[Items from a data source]
----
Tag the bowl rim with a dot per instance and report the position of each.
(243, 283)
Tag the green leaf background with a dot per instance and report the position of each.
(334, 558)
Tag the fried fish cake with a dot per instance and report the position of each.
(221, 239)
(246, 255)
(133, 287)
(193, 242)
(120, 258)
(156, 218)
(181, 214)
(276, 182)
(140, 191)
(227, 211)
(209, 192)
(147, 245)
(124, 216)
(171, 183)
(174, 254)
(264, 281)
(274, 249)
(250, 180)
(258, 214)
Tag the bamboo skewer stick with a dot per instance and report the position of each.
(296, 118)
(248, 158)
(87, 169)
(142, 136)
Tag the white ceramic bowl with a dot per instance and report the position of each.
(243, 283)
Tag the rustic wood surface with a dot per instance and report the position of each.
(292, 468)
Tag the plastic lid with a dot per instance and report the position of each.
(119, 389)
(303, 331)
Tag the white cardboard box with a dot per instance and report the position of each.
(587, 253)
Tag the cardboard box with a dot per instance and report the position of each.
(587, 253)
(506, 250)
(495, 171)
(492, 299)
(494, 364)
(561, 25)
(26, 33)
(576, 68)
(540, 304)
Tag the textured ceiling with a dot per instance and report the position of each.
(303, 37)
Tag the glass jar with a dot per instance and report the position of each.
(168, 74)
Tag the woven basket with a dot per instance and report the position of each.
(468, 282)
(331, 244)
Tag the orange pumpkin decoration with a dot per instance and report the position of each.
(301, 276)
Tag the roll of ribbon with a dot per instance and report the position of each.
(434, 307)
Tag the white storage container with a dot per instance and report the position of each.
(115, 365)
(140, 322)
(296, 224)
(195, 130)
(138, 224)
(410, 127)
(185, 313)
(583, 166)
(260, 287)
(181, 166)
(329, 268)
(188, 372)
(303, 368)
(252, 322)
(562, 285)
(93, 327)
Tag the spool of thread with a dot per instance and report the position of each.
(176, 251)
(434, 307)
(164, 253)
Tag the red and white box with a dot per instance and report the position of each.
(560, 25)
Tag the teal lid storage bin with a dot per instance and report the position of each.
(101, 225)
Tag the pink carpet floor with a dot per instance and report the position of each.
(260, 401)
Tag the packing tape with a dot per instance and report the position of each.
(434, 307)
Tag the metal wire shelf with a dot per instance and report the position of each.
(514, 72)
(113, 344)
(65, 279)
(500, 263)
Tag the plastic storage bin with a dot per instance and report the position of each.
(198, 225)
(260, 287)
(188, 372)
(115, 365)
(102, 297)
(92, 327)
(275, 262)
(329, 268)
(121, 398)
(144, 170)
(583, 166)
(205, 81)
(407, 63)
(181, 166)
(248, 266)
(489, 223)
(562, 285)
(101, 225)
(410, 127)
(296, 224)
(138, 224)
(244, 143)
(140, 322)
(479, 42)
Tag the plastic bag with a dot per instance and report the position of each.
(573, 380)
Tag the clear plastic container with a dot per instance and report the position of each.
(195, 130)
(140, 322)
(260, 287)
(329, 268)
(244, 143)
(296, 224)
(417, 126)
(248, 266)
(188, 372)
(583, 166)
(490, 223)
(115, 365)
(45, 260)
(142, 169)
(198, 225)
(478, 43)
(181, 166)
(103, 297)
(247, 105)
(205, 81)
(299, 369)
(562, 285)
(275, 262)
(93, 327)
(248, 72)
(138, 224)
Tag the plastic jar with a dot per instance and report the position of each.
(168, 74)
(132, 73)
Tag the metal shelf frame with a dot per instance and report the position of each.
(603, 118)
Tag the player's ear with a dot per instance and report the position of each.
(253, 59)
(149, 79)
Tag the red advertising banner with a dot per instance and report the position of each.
----
> **Given exercise**
Transcribe all entries exactly as they are given.

> **The completed task**
Tag the bowl rim with a dot per instance and report the position of each.
(243, 283)
Tag the green leaf background with a dot per instance and report the position of each.
(334, 558)
Tag the fried fish cake with a dot per instance and report the position of each.
(221, 239)
(246, 255)
(133, 287)
(193, 242)
(120, 258)
(156, 218)
(181, 214)
(276, 182)
(140, 191)
(227, 211)
(209, 192)
(147, 245)
(124, 216)
(171, 183)
(174, 254)
(264, 281)
(274, 249)
(250, 180)
(258, 214)
Tag the bamboo skewer stick with a dot per instance and report the position of each.
(296, 118)
(248, 158)
(87, 169)
(142, 136)
Tag the white ceramic bowl with a dot per instance and report the position of each.
(243, 283)
Tag the rustic wood surface with a dot per instance and report the position of each.
(292, 468)
Tag the plastic lid with a dot per instance and report the position of each.
(119, 389)
(303, 331)
Tag the white cardboard box with a dot per instance and report the position of each.
(587, 253)
Tag the cardboard box with a dot per instance and report the position of each.
(587, 253)
(506, 250)
(495, 171)
(492, 299)
(494, 364)
(561, 25)
(26, 33)
(576, 68)
(540, 304)
Tag the textured ceiling with a dot per instance and report the position of each.
(303, 37)
Tag the glass jar with a dot per instance and report the position of each.
(168, 74)
Tag the woven basket with a dot per instance and report the position of each.
(468, 282)
(331, 244)
Tag the orange pumpkin decoration with a dot per instance and report the position of each.
(301, 276)
Tag the roll of ribbon with a dot per instance and report the position of each.
(434, 307)
Tag the white storage container with a dot per instance and report the position of each.
(115, 365)
(140, 322)
(296, 224)
(195, 130)
(138, 224)
(410, 127)
(185, 313)
(583, 166)
(260, 287)
(181, 166)
(329, 268)
(188, 372)
(303, 368)
(252, 322)
(562, 285)
(93, 327)
Tag the spool of thread with a dot per instance and report the position of each.
(176, 251)
(434, 307)
(164, 253)
Tag the red and white box with a dot per instance and report the position of each.
(560, 25)
Tag the teal lid storage bin with a dot per instance and report the position of each.
(101, 225)
Tag the pink carpet floor with a dot per instance and report the position of each.
(260, 401)
Tag the packing tape with a dot per instance and report the position of each.
(434, 307)
Tag the metal wire shelf with a dot per instance and report the position of each.
(514, 72)
(113, 344)
(65, 279)
(500, 263)
Tag the plastic storage bin with a dot per instance and report the position of each.
(198, 225)
(260, 287)
(188, 372)
(115, 365)
(102, 297)
(92, 327)
(275, 262)
(329, 268)
(121, 398)
(144, 170)
(583, 166)
(205, 81)
(407, 63)
(181, 166)
(248, 266)
(489, 223)
(562, 285)
(101, 225)
(410, 127)
(296, 224)
(138, 224)
(244, 143)
(140, 322)
(479, 42)
Tag the plastic bag with a dot per instance and report the position of each.
(573, 380)
Tag the clear plastic container with a dot per instance and report the position of each.
(195, 130)
(140, 322)
(260, 287)
(329, 268)
(244, 143)
(296, 224)
(417, 126)
(248, 266)
(188, 372)
(583, 166)
(490, 223)
(115, 365)
(45, 260)
(142, 169)
(198, 225)
(478, 43)
(181, 166)
(103, 297)
(247, 105)
(205, 81)
(299, 369)
(562, 285)
(275, 262)
(93, 327)
(248, 72)
(138, 224)
Tag the plastic jar with a dot per instance and report the position of each.
(168, 74)
(132, 73)
Tag the metal shelf frame with a dot per instance and report the position of each.
(603, 118)
Tag the player's ear with a dot per instance and report the position of each.
(253, 59)
(149, 79)
Tag the red advertising banner with a dot per instance and report the position of each.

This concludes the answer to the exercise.